-- Start of Passage shown --

Hi, Mirja,

On 2/4/2015 8:59 AM, Mirja Kühlewind wrote:
> Hi Joe.
> 
> see below...
> 
> On 30.01.2015 20:23, Joe Touch wrote:
>> Hi, Mirja,
>>
>> On 1/30/2015 3:46 AM, Mirja Kühlewind wrote:
>>> Hi Joe,
>>>
>>> I reply to the TCP part in this mail... see below.
>>>
>>> On 19.12.2014 00:39, Joe Touch wrote:
>>>> Some feedback below. Although I focus on some TCP and UDP specifics,
>>>> some observations apply to other transports as well.
>>>>
>>>> Joe
>>>>
>>>> -----
>>>>
>>>> 3.1.1
>>>>      TCP segments fit into IP packets, but those packets are not
>>>>      necessarily constrained to fit into a lower-layer frame.
>>>>      They can be source fragmented.
>>   >
>>> Yes, but this is handled by IP and not by the transport. Therefore I
>>> believe that does not need to be mention here...?
>>
>> The problem is in the first sentence:
>>
>>      TCP partitions a continuous stream of bytes into segments, sized to
>>      fit in IP packets, constrained by the maximum size of lower layer
>>      frame.

-- End of Passage shown --
-- Start of Stored rows --

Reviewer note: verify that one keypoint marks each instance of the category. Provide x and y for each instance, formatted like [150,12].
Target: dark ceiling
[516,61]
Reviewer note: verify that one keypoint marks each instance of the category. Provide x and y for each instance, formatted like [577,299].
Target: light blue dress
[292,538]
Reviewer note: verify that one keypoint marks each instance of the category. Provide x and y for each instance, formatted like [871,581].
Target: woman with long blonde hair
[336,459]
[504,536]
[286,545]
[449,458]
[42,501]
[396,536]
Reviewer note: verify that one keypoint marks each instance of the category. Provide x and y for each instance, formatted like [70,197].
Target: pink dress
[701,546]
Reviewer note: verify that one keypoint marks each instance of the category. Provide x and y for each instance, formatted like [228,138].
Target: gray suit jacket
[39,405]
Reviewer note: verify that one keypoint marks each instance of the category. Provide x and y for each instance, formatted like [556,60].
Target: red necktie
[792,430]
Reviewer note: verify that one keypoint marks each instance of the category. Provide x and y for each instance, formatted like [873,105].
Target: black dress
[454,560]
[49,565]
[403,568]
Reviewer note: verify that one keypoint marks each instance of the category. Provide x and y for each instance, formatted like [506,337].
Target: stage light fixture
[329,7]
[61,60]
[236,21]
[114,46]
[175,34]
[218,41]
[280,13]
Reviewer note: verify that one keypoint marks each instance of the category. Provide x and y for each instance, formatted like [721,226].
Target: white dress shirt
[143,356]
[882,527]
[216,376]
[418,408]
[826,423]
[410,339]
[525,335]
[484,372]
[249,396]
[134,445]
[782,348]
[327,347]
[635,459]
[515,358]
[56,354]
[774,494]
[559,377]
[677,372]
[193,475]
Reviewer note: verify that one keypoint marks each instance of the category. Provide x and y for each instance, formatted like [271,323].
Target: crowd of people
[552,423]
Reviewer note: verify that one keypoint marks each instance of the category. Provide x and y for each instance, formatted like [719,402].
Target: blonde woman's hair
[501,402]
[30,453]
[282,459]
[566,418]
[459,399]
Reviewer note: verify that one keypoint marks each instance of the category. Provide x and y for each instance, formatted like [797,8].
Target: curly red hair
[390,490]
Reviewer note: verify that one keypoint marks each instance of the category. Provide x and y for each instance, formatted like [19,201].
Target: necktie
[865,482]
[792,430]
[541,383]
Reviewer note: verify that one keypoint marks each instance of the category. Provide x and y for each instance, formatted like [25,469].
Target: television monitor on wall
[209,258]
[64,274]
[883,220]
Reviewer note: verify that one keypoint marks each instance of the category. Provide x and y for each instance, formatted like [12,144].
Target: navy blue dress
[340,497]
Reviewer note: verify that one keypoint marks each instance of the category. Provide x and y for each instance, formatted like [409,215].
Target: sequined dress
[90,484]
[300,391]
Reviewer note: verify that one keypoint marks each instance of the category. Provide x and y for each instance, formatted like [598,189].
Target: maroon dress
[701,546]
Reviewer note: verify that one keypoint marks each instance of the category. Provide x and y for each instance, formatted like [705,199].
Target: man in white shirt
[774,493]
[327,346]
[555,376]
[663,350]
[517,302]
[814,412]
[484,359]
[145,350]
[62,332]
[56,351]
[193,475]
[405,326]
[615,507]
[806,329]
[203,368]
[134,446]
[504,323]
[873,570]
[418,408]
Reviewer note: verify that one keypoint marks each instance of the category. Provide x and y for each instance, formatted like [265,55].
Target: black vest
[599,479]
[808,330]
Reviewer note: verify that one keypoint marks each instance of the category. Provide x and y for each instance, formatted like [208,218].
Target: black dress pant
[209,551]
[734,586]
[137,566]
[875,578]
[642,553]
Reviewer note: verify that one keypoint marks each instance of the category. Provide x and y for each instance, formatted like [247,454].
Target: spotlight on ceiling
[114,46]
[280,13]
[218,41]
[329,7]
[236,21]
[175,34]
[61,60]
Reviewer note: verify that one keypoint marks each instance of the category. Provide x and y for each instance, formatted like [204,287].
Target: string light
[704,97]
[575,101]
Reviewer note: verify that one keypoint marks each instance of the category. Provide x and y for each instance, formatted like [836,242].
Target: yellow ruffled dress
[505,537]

-- End of Stored rows --

▸ What is required: Print the section of the email thread on TCP segments that starts with the words containing "On 2/4/2015 8:59" and ends with "mail... see below.".

▸ Result:
On 2/4/2015 8:59 AM, Mirja Kühlewind wrote:
> Hi Joe.
> 
> see below...
> 
> On 30.01.2015 20:23, Joe Touch wrote:
>> Hi, Mirja,
>>
>> On 1/30/2015 3:46 AM, Mirja Kühlewind wrote:
>>> Hi Joe,
>>>
>>> I reply to the TCP part in this mail... see below.